Try it:
Beginning with the line that has "Indicate every instance of the decorative" in it, transcribe the listing exactly through its final line, and add nothing.

Supplied data:
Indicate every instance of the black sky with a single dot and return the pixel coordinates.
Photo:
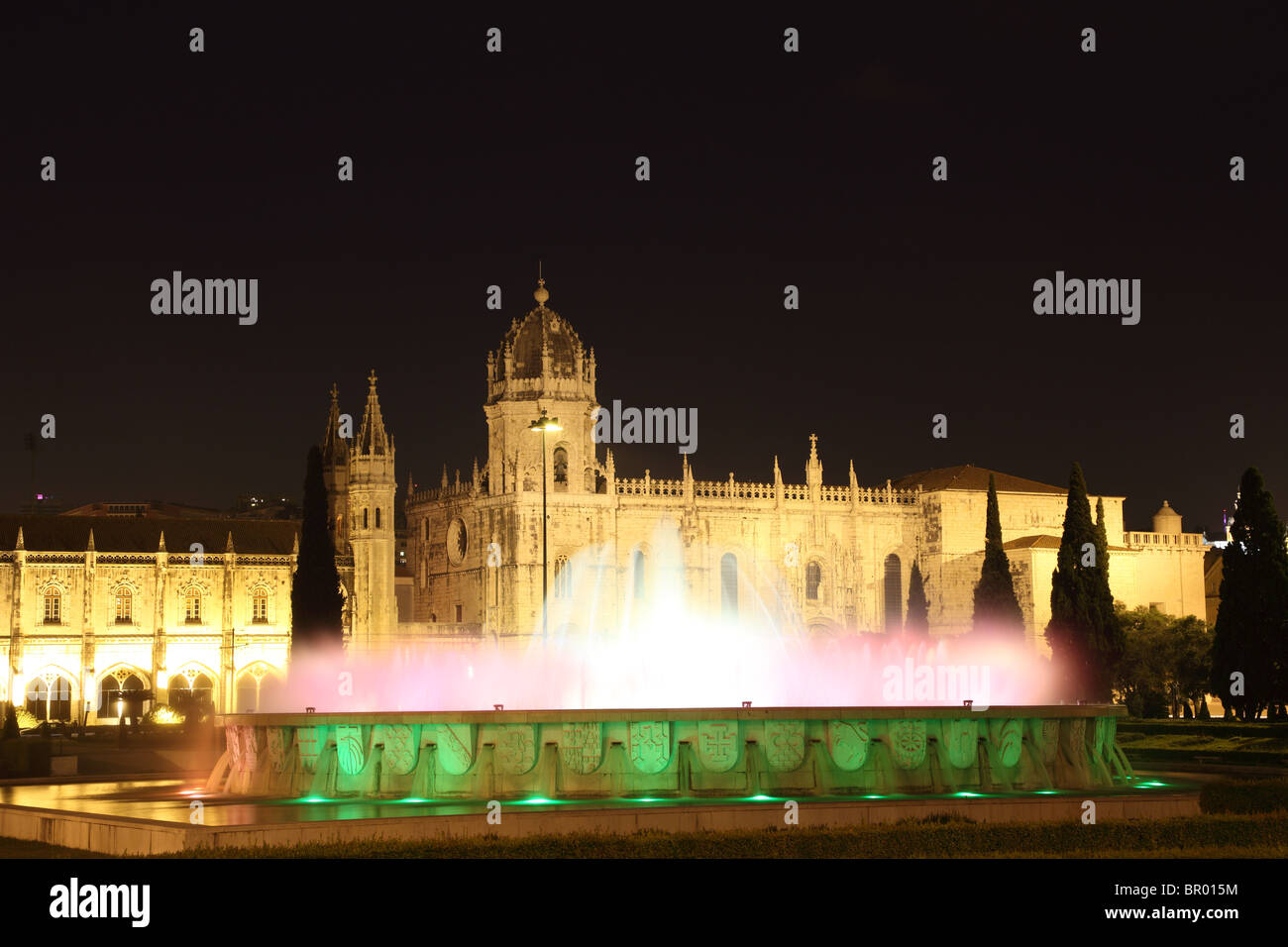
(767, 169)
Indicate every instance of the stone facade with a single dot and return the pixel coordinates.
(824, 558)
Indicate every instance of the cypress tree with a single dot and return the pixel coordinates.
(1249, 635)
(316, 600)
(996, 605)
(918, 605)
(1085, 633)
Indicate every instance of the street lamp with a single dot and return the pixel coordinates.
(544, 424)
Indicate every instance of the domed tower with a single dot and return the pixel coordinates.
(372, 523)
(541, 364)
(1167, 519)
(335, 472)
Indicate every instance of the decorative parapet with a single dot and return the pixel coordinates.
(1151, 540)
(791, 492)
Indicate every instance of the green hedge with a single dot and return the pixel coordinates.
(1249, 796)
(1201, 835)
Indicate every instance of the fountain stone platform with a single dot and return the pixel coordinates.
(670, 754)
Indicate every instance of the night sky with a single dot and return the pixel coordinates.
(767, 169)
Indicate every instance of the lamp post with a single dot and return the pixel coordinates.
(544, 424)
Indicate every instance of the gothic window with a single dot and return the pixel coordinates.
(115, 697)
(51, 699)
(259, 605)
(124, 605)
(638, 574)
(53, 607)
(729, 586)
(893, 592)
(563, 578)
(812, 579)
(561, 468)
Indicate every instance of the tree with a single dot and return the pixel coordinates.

Written solution:
Indicate every instance of the decorative parapet with a single dot and return the pixel coordinates.
(1151, 540)
(791, 492)
Indicate every instance of the green hedge with a single dot and return the pixel coordinates.
(1249, 796)
(1201, 835)
Indicate every instance of the fountain stone platform with a single dot and return the pixel coordinates.
(670, 754)
Indicate every instance of the night sky with a single dot and return the pixel coordinates.
(767, 169)
Indicate every instance of the lamp post with a single dot and return the pixel coordinates.
(544, 424)
Indicate every instance of the gothic window with a single dot and return the pixel coordinates.
(115, 697)
(51, 699)
(259, 605)
(124, 605)
(638, 574)
(53, 607)
(729, 586)
(893, 592)
(563, 578)
(812, 579)
(561, 468)
Indicate every instance of the tree with a single dot and return the pixel coordinates.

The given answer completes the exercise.